● Письменное задание 1
Изложите фрагмент о живописи Пьеро делла Франческа в двух предложениях.
● Письменное задание 2
Напишите продолжение фрагмента о живописи Пьеро делла Франческа, начиная сразу после его последнего предложения.

● Исходный фрагмент
↓
Стремясь показать ограниченность чисто стилистического прочтения живописи Пьеро (и, кроме того, произведений искусства в целом), мы оттолкнулись от проблемы датировки. Это обстоятельство, вероятно, следует приписать профессиональному пороку историка, который, сталкиваясь с каким бы то ни было свидетельством (включая картины), прежде всего задает вопрос «когда?» (и сразу вслед за этим – «где?»). Впрочем, конечно же, датировка служит лишь первым шагом на пути к исторической интерпретации произведения искусства. Цепочки внестилистических данных об иконографии и заказчиках, которые мы предложили интерпретировать, дабы дополнить результаты стилистических разысканий, заставляют поставить вопрос (избитый, но как никогда насущный) о связи между произведением искусства и породившим его социальным контекстом.

Как правило, ученые предпочитали задавать указанный вопрос лишь в определенный момент и в каком-то смысле косвенным образом, то есть отталкиваясь от простейшего, но неустранимого требования (датировки), стоящего перед всяким, кто вступает с произведением искусства в отношения, не исчерпывающиеся чистым эстетизирующим наслаждением. Причина в следующем. Слишком часто связи между творением и контекстом устанавливались в нарочито грубом и упрощенном виде – например, усматривая, как это недавно было сделано, зависимость живописи Пьеро делла Франческа от «сельской и патриархальной Умбрии»21. На фоне столь выхолощенных вариаций метафоры «базис/надстройка» (неудачной самой по себе) исследователи, менее заинтересованные или вовсе идеологически враждебные социальной истории художественного выражения, очевидно, имеют большие шансы на успех.
↑
● Предоставленные материалы
↓
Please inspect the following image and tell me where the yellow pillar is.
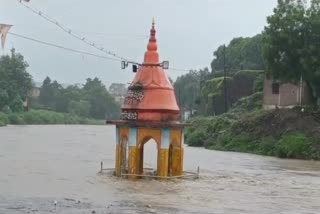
↑
● Ответ на задание 1
Датировка служит лишь первым шагом к исторической интерпретации произведения искусства, а внестилистические данные об иконографии и заказчиках ставят вопрос о связи произведения с породившим его социальным контекстом. Ученые обычно задавали этот вопрос косвенно, поскольку такие связи слишком часто устанавливались грубо и упрощенно, и на этом фоне исследователи, мало заинтересованные в социальной истории художественного выражения или враждебные ей, имеют большие шансы на успех.

● Ответ на задание 2
Намного сложнее заранее отвести (и намного сложнее и труднее выстроить) аналитическую реконструкцию запутанной сети микроскопических отношений, которые присущи каждому, даже простейшему продукту творчества22. Совокупный анализ стилистических предпочтений, иконографических форм и отношений с заказчиком зачастую необходим, как мы видели, и в рамках такой предварительной историографической практики, как датировка. У социальной истории художественного творчества есть более амбициозная цель. Она может быть достигнута только при развитии очерченных перспектив, а не путем суммирования более или менее натянутых аналогий между цепочками художественных явлений и социально-экономических феноменов.

В этом направлении самым решительным образом шел Аби Варбург. Его работы23 свидетельствуют о широте взгляда и богатстве аналитических инструментов, лишь отчасти сводимых к технике расшифровки символов, с которой обычно ассоциируется «варбургианский метод». Кстати, надо заметить, что внимание к особому социальному и культурному контексту спасло Варбурга от крайностей в интерпретациях, в которые порой впадал даже такой великий ученый, как Панофский (не говоря уже о некоторых его последователях). Наиболее близкой исследованиям Варбурга по духу, как представляется, оказалась книга М. Баксендолла об итальянской живописи XV века, где стиль рассматривается в связи с конкретными социальными ситуациями и практиками, что дало поистине необыкновенные результаты24.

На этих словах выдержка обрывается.